C.M.O. 2.23.2009
February 23 2009
For anyone who is not a Citibank customer it is now cheaper to buy the stock than get cash through one of their ATM’s. Citigroup (C) closed at $1.95 on Friday, the non-customer access charge for cash is $3.00. For you history buffs the last time C was at these levels was 1991. Similarly, at $4.07 a share of stock in The New York Times Company (NYT) is just 7 cents more expensive than its Sunday “bulldog”.
Returning to the banking sector for a moment, while C priced at $1.95, BAC at $3.79 (24-year low) and WFC at $10.91 might appear cheap the same cannot be said about default protection on these entities’ bonds.
CDS levels on Citigroup have increased by 77% in the last 10 trading days closing on Friday at 465bps. BAC has seen a 62.5% increase in its 5 year benchmark CDS contract in the same period and Friday’s 273bps was also an all-time high for the name. Last but obviously not least WFC’s CDS’s have gone up 94.4% in just 8 trading sessions.

◆ REQUIREMENT 1 ◆
According to the February 2009 market commentary, at what level did Citigroup's CDS close on Friday?
◆ REQUIREMENT 2 ◆
Carry the February 2009 market commentary forward from its last sentence.

◆ INFORMATION PROVIDED ◆
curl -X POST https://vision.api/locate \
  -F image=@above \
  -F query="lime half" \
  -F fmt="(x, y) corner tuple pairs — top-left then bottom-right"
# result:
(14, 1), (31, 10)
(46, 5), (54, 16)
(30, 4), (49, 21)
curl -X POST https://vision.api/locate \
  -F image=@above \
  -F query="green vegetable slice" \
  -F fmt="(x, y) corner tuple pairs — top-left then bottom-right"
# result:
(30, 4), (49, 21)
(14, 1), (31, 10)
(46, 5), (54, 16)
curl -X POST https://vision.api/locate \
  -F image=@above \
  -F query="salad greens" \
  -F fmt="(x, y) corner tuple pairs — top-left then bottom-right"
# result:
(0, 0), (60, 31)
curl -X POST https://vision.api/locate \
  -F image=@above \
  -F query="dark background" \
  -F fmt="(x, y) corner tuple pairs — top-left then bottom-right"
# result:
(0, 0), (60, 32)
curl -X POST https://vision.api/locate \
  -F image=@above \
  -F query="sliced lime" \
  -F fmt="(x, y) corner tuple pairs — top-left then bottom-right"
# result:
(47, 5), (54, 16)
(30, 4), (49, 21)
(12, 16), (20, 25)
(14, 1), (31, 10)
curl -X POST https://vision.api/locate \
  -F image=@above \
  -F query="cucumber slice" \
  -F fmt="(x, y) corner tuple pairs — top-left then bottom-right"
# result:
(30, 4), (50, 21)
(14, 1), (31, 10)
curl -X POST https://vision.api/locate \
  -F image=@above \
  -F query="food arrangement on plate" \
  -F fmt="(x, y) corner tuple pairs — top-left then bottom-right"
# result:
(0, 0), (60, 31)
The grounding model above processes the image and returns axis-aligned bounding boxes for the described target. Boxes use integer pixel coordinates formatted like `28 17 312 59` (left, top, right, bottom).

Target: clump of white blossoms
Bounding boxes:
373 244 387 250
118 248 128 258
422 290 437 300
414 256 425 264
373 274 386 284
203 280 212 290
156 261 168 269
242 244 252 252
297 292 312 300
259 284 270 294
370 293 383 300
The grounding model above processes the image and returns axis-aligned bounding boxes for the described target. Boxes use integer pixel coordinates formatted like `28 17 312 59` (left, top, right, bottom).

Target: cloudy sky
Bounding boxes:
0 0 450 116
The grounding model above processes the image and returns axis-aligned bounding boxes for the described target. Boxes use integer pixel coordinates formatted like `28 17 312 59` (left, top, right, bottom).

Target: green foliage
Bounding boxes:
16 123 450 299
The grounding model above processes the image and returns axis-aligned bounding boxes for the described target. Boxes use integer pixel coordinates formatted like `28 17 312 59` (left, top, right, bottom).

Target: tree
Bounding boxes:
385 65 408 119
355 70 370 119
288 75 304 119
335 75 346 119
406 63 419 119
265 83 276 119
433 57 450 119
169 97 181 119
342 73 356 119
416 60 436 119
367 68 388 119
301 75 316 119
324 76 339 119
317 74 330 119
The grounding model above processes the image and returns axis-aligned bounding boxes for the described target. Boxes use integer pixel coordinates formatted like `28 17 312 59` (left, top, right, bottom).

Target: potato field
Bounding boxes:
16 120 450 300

◆ FINAL RESULT 1 ◆
465bps

◆ FINAL RESULT 2 ◆
The Government was all over the media on Thursday and Friday saying that nationalization was not the preferred option and our erudite Fed Chairman himself has said: “it is challenging for the government to manage banks over long periods of time.” While that might be true who says it has to be a long period of time and possibly more important, what is the Fed going to do when the market pushes the stock prices of these three institutions and some of the other banks to zero?
The markets as a whole seems less than impressed with the verbiage coming out of Washington and one jokester quipped “The last thing that came out of Washington that most of the public was happy to see was the helicopter carrying President Bush to Texas on January 20th!
Craig Peckham, equity strategist for Jeffries says “It’s impossibly hard to call a bottom for bank stocks. With the inability of the marketplace to pinpoint any base value for banks; the loss story and capital erosion picture continue to drive shorts.”
Echoing Craig’s sentiment, Dave Henderson with Dru Stock Inc, described Friday’s saying “Everyone is selling first and asking questions later. I don’t know where the bottom is but we’re one day closer to it.”
With more than 8BN shares changing hands it would appear that those who look to volume for validation are getting the message loud and clear.
Enjoy the week.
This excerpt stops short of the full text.